Print all of the entries exactly, minus the pictures.

WORKING DATA:
= = = = =

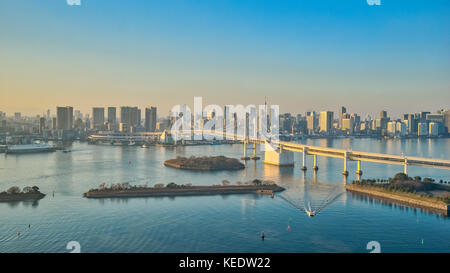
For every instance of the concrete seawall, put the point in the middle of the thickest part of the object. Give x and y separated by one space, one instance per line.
373 191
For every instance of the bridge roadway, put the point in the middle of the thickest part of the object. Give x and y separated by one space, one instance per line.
313 150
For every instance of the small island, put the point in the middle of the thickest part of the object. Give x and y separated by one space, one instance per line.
204 163
405 189
126 190
14 194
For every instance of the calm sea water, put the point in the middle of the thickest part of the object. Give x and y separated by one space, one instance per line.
213 223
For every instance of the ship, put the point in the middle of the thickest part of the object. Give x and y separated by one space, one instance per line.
30 148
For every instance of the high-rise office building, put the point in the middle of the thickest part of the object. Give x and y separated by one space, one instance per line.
447 120
129 115
150 119
326 121
41 125
311 121
112 119
64 118
342 111
98 117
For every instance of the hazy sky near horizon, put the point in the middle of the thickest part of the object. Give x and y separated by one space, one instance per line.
303 54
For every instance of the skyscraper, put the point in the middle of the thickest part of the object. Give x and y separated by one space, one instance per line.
64 118
98 117
311 121
150 119
129 115
342 111
112 117
326 121
447 120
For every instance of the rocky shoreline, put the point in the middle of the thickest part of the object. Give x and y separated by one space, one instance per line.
215 163
20 197
404 198
185 191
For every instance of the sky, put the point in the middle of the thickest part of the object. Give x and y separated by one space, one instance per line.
302 55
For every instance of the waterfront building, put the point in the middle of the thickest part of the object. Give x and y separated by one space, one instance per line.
422 129
64 118
447 120
150 119
124 127
401 129
98 118
130 115
433 129
112 119
326 121
392 128
41 125
311 122
342 111
347 125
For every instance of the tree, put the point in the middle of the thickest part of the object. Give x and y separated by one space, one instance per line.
171 185
257 182
13 190
400 177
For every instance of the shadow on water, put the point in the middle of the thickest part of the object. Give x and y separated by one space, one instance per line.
312 196
398 204
25 203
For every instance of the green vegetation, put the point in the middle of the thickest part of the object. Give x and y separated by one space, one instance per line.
205 163
16 191
15 194
402 183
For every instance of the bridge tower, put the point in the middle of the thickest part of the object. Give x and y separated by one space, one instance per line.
358 171
315 167
405 166
304 159
254 156
345 172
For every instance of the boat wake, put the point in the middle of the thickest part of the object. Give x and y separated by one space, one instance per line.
314 198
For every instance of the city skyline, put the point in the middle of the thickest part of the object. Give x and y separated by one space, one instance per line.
391 57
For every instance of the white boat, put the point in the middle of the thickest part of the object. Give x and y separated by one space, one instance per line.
309 210
30 148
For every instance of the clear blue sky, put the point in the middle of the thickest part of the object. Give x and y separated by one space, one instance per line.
303 54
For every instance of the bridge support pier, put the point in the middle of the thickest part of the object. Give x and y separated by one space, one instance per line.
345 172
278 158
254 157
304 159
358 171
245 157
405 171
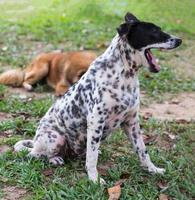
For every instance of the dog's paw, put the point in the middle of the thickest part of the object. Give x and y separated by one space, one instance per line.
56 161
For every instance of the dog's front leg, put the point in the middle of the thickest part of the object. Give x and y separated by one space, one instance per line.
94 134
132 129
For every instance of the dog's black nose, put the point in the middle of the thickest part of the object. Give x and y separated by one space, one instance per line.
178 42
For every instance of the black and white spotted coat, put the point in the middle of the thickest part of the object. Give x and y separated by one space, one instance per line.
104 99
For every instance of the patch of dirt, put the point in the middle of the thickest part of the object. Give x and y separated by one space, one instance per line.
23 94
13 193
181 107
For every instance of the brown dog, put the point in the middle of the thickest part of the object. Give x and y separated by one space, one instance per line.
61 70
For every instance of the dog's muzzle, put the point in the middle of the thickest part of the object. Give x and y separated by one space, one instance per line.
173 42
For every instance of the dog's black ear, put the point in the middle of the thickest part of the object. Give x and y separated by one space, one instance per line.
130 18
123 29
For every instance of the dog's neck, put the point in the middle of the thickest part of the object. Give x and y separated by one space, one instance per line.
129 58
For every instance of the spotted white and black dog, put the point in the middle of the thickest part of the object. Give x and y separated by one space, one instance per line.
104 99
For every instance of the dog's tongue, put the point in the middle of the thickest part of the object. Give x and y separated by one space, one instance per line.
154 66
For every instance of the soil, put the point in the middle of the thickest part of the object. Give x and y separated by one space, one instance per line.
181 107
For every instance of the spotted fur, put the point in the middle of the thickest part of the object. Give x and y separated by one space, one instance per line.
106 98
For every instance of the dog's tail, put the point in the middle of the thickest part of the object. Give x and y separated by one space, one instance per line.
14 77
23 145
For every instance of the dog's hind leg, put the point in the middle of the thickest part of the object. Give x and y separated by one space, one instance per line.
132 129
34 74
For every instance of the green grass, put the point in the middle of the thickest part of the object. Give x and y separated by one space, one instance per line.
27 27
71 182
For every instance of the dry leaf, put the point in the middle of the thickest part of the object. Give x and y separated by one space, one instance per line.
147 115
103 169
4 149
114 192
182 121
162 185
163 197
175 101
121 182
148 139
48 172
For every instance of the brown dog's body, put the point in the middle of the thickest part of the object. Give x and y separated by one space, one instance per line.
61 70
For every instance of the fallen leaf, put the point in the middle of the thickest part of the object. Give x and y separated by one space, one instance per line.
147 115
162 185
48 172
182 121
125 176
148 139
175 101
172 137
4 149
114 192
121 182
163 197
103 169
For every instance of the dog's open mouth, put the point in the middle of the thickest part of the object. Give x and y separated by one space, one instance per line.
153 65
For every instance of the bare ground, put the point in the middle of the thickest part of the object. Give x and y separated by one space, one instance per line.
181 107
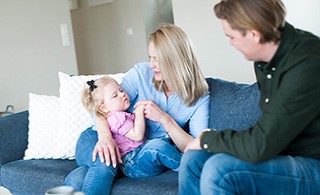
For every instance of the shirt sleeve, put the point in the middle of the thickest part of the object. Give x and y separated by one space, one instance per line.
200 119
290 110
121 122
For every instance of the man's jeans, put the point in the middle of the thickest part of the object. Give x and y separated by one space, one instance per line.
206 173
94 178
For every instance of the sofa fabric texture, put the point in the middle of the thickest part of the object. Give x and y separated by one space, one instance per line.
232 106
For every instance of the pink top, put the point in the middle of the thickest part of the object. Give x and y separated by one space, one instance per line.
120 123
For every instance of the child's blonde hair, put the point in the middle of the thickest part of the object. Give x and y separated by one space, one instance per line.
92 94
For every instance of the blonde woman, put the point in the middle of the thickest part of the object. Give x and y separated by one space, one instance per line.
173 92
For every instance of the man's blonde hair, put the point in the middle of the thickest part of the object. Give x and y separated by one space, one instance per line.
265 16
178 64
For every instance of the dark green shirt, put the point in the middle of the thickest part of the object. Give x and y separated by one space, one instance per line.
290 105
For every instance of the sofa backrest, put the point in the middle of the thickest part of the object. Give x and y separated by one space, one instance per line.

= = = = =

PROBLEM SOLUTION:
For every instance of the concrete seawall, put the point in the middle of the thickest part of the object. Give x and y separated by one space, one instance per line.
373 191
For every instance of the bridge roadway, put the point in the middle of the thickest part of the object. Give x and y separated by one space, one instance per line.
313 150
For every instance of the small island, put the point in the middle of the thickest part of the object. Give x and y separated by one space, one instance per line.
204 163
405 189
126 190
14 194
For every instance of the calm sea water, put the point in the middle of the thickest part of the object. Give x and y separated by one space, one instance per line.
213 223
For every instance of the ship, put the point in the middle of the thickest part of the object. Give x and y separated by one space, one instance per line.
30 148
For every instance of the high-rise office building, put the point in the middle of the thickest part of the object. Give x and y separated by one space, one instance per line.
447 120
129 115
150 119
326 121
41 125
311 121
112 119
64 118
342 111
98 117
For every instance of the hazy sky near horizon, put the point in the middle of the thickest part of the object. Give x and y separated by one space, one instance per line.
303 54
For every instance of the skyscraper, put the point in the middle of the thickest part of the object. Give x and y separated by one space, one instance per line.
64 118
98 117
311 121
150 119
129 115
342 111
112 117
326 121
447 120
For every instance of the rocky shoreline, put the point in the middle of the thickest part of the object. Give x and y separated by one space, one instance per line.
215 163
20 197
404 198
185 191
For every instance of the sky, put the point in the middle of the thickest part of the object. Give x and y separated by one space, one instance per line.
302 55
For every instance of the waterfront building, put the point in the middle of the thickest part of the object. Give x and y separated by one space, one instance per line.
422 129
64 118
447 120
150 119
124 127
401 129
98 118
130 115
433 129
112 119
326 121
392 128
41 125
311 122
342 111
347 125
For every instance of the tree, put the point in the middle of the thickest part of the object. Give x and y separated by one space, one instance per line.
171 185
257 182
13 190
400 177
For every instance of the shadow on water, put the point in the middle of the thickest part of the object. Give x and y separated by one space, one instance per line.
312 196
398 204
25 203
For every instance of the green vegetation, put the point in the middle of the thickest part of the object. Give x and y separated by one space, one instance per line.
205 163
16 191
15 194
402 183
For every instance of the bridge tower, put the point in the middle of the thickest part of the object. Give x and y separated by one space, one instance per line.
358 171
315 167
405 166
304 159
254 156
345 172
For every instance of the boat wake, put the point in the middle of the thickest part of the object. Give x and y separated by one space, one instance per line.
314 198
For every instance of the city skyline, put the point in the middle of the thickest part of the object. Give x and y separated by one space, one instance per line.
391 57
For every instance of the white boat, put the point in the middle of the thickest part of the object. Give x and y separated by one space, one instance per line.
309 210
30 148
For every instance of the clear blue sky, put the point in the middle of the thickest part of the object. Give x and y separated by one space, one instance per line.
303 54
For every instance of the bridge support pier, put the point in the middle of the thickest part of the object. Give x and y separated by one space, one instance per line.
345 172
278 158
254 157
304 159
358 171
245 157
405 171
For every instance of the dog's paw, put the point in the middle of the thickest part of the object. Give x and y separated by one space, one instance per line.
56 161
For every instance of the dog's front leg, put the point in the middle of the thickest part of the object. Give x and y separated by one space, one instance per line.
94 134
132 129
For every instance of the dog's black nose, put the point in the middle of the thickest part of the object. Give x and y separated by one space, one instance per line.
178 42
For every instance of the black and white spotted coat, put the point in the middle of the thickest part of the object. Give x and y separated by one space, one instance per line.
104 99
For every instance of the patch of dirt, put the point in the middle of the thickest part of the object. Give x and y separated by one space, one instance per line.
23 94
13 193
181 107
For every instance of the brown dog, put the point in the middle of the thickest part of the object. Give x and y separated by one space, one instance per line.
61 70
For every instance of the dog's muzzle, put the point in the middle of the thickest part of the object. Give x and y separated by one space, one instance per line.
173 42
For every instance of the dog's black ear, put the point in the middle of the thickest part of the object. Give x and y separated by one space, one instance per line.
130 18
123 29
For every instance of the dog's neck, put the point in the middle of the thickest part of the object. Give x and y separated by one space, one instance per line.
129 58
For every instance of the spotted white and black dog, put the point in the middle of the thickest part of the object. Give x and y separated by one space, one instance per line.
104 99
For every instance of the dog's tongue, put the point in the middle of the thickest part of the object. Give x and y separated by one space, one instance per line.
154 66
For every instance of the soil, put the point in the middle of the thickest part of the object. Give x and y separated by one space, one instance per line.
181 107
For every instance of the spotted fur, put the point in the middle of the thickest part of the object. Give x and y separated by one space, one instance per line.
106 98
For every instance of the dog's tail, put the point in the middle of the thickest part of the object. Give x and y separated by one space, one instance per line.
14 77
23 145
For every instance of the dog's hind leg, put the point in the middle of the thickest part of the object. Give x and y separated by one space, one instance per line.
132 129
34 74
For every instance of the green grass, put the point in the middle of the thickest part of the object. Give x and y separated by one space, one instance per line.
27 27
71 182
For every instance of the dry leaf, put the point in the middle of the thickest part of the object. Give x and y separated by one space, one instance per line.
147 115
103 169
4 149
114 192
182 121
162 185
163 197
175 101
121 182
148 139
48 172
For every instance of the brown dog's body, put the point in the middle of the thickest part of the object. Give x and y separated by one space, one instance per line.
61 70
For every instance of the fallen leaf, put the point in the middle of the thickest part of the object. Give x and y separated by one space, one instance per line.
147 115
162 185
48 172
182 121
125 176
148 139
175 101
172 137
4 149
114 192
121 182
163 197
103 169
For every instance of the dog's open mouth, put the point in the middle of the thickest part of the object. Give x and y separated by one space, one instance per line.
153 65
For every instance of the bare ground, put the point in the middle of the thickest part of the object. Give x and y separated by one space, one instance per line.
181 107
For every instance of the shirt sleeve, put the point in the middle of the thickest part of the object. Give x and y separated by one space, one instance per line.
200 119
290 110
121 122
For every instance of the man's jeans, put the point in the middle of the thickest part of the object. Give x and y separated by one space, one instance per line.
206 173
94 178
For every instance of the sofa fabric texture, put the point in the middle of the thickest part of the object. Give x and y separated by one space, one instance per line.
232 106
For every instance of the pink top, put the point in the middle of the thickest part of the object. Give x and y separated by one space, one instance per line.
120 123
For every instance of the child's blonde hair, put the point in the middle of the thickest part of the object. Give x and y separated by one space, one instance per line.
92 94
For every instance of the blonde woman, put the point in the middle of the thickest part of the object. Give x and y separated by one space, one instance per line.
173 92
For every instance of the man's blonde hair, put the point in the middle of the thickest part of the object. Give x and y separated by one space, one instance per line.
265 16
178 64
For every instance of the dark green shirt, put the point in the middle of the thickest part of the object. Give x and y separated by one space, one instance per line.
290 105
For every instance of the sofa backrest, put the point in the middle of the thickest part of the object. Give x and y separated by one space, one instance per line.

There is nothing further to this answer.